### Задания
1/ Какого числа комиссия гражданских врачей-психиатров вынесла заключение по Горбаневской, согласно отрывку о психиатрических экспертизах?
2/ Повторите дословно часть отрывка о психиатрических экспертизах между словами "А 6 апреля 1970" и "предпочли не заметить." включительно.
3/ Допишите следующую часть отрывка о психиатрических экспертизах, начиная сразу после его последнего предложения.

Я сам хорошо знал Петра Григорьевича Григоренко, знал близко всю его семью, и должен сказать, что редко встречал в своей жизни человека, более осторожного в суждениях, более самокритичного и скромного. Но ведь мои «честные специалисты» — если я их найду — не будут знать его лично. Оставалось полагаться на достаточную очевидность самих заключений.
Явное противоречие мнений различных экспертов было и в деле Горбаневской. Почти десять лет она находилась под диспансерным наблюдением психиатров в связи с невротическим состоянием в молодости. Перед самым арестом комиссия гражданских врачей-психиатров еще раз освидетельствовала ее и сняла с диспансерного учета. Такое заключение было вынесено 19 ноября 1969 г.:
«На основании изучения истории болезни, катамнестического анализа более 10 лет и осмотра — данных за шизофрению нет. В настоящее время в направлении в психиатрическую больницу не нуждается».
А 6 апреля 1970 г. Лунц и компания находят у нее шизофрению. Ту самую «вялотекущую», которую сам Лунц не признавал — это было мне известно. Была в заключении Института Сербского и явная, сознательная, легко доказуемая ложь. Обосновывая свой диагноз, эксперты Института Сербского ссылались на «недоброжелательное отношение к матери и равнодушие к судьбе детей» — симптом эмоциональной уплощенности. Между тем именно в период следствия и экспертизы она писала детям и матери письма, полные заботы и беспокойства, которых эксперты предпочли не заметить.

### Представленный материал
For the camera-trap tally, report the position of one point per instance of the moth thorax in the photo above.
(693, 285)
--
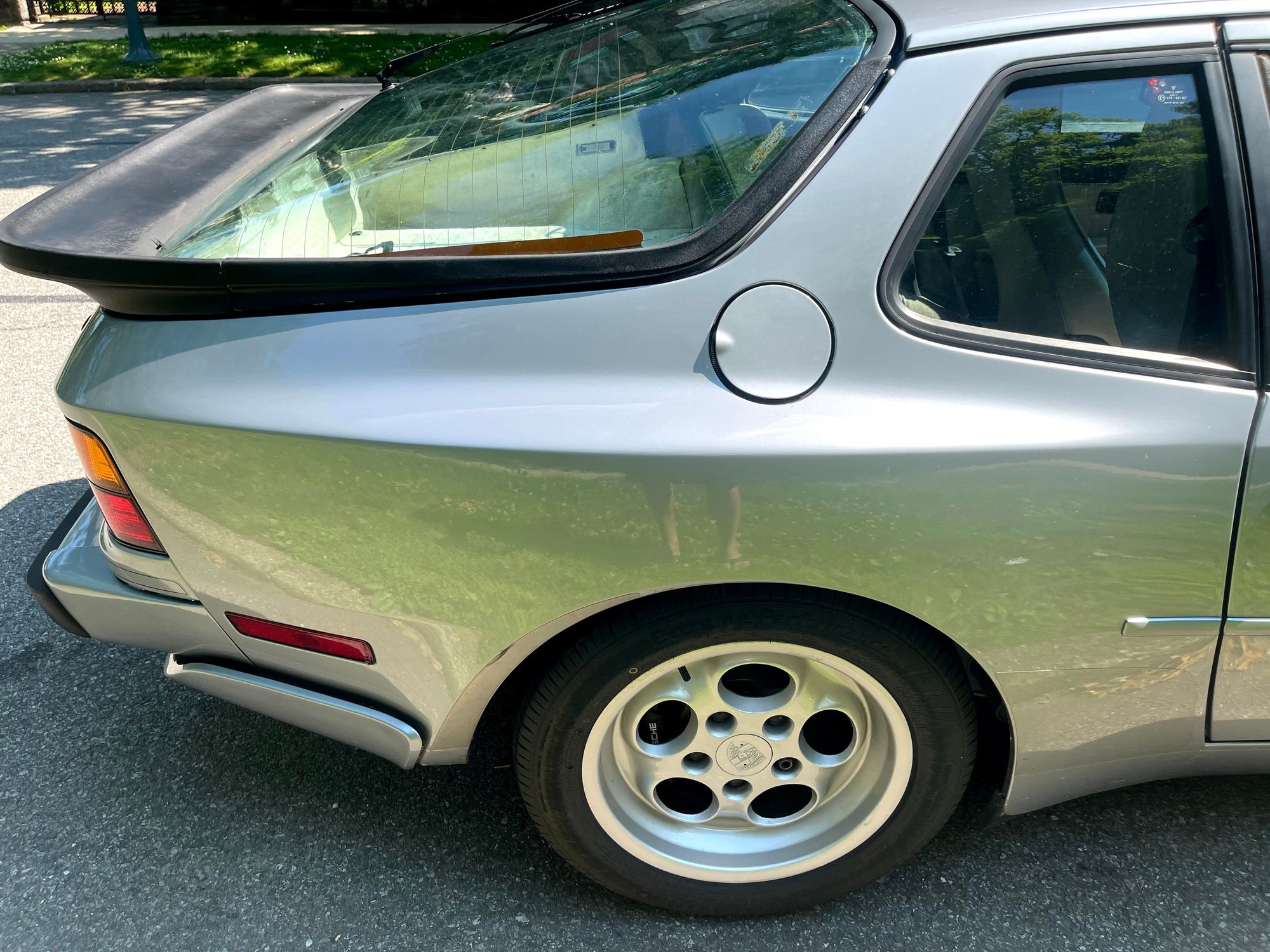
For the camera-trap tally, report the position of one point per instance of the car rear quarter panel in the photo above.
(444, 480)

### Ответы по заданиям
1/ 19 ноября 1969 г.

2/
А 6 апреля 1970 г. Лунц и компания находят у нее шизофрению. Ту самую «вялотекущую», которую сам Лунц не признавал — это было мне известно. Была в заключении Института Сербского и явная, сознательная, легко доказуемая ложь. Обосновывая свой диагноз, эксперты Института Сербского ссылались на «недоброжелательное отношение к матери и равнодушие к судьбе детей» — симптом эмоциональной уплощенности. Между тем именно в период следствия и экспертизы она писала детям и матери письма, полные заботы и беспокойства, которых эксперты предпочли не заметить.

3/
Некоторые письма удалось достать и приложить к заключению.
Совершенно анекдотически звучало заключение рижской экспертизы по делу Яхимовича. Председатель крупного колхоза в Латвии, убежденный коммунист, он в 1968 г. написал открытое письмо в ЦК, озабоченный тем, что наши московские процессы того времени наносят серьезный ущерб делу коммунизма во всем мире. Он был исключен из партии, снят с работы, едва устроился истопником, но не прекратил своих протестов. С тех же коммунистических позиций он осудил оккупацию Чехословакии и вскоре был арестован.
Вся описательная часть экспертного заключения состояла из хвалебных эпитетов. Если бы не заглавие — можно подумать, что читаешь характеристику человека, представленного к правительственной награде.
«Заявляет, что никогда и ни при таких условиях не изменит идее борьбы за коммунистический строй, за социализм… На основании вышеизложенного комиссия приходит к заключению, что Яхимович обнаруживает паранойяльное развитие у психопатической личности. Состояние больного должно быть приравнено к психическому заболеванию, а поэтому в отношении инкриминируемых ему деяний Яхимовича И. А. следует считать невменяемым. Нуждается в прохождении принудительного лечения в больнице специального типа».
Словом, почти швейковская история. Со стороны рижских врачей это, видимо, был акт пассивного сопротивления: «Выводы сделаем какие приказано, а уж опишем как есть». Даже суд вынужден был направить Яхимовича на повторную экспертизу в Институт Сербского: слишком уж саморазоблачительно. Лунц завершил дело — оформил все как надо. Всего удалось нам собрать только шесть документированных «историй болезни», но каждая из них была очевидна даже для неспециалиста. Других же материалов: воспоминаний, свидетельств, данных о спецбольницах — набрался чуть не целый чемодан.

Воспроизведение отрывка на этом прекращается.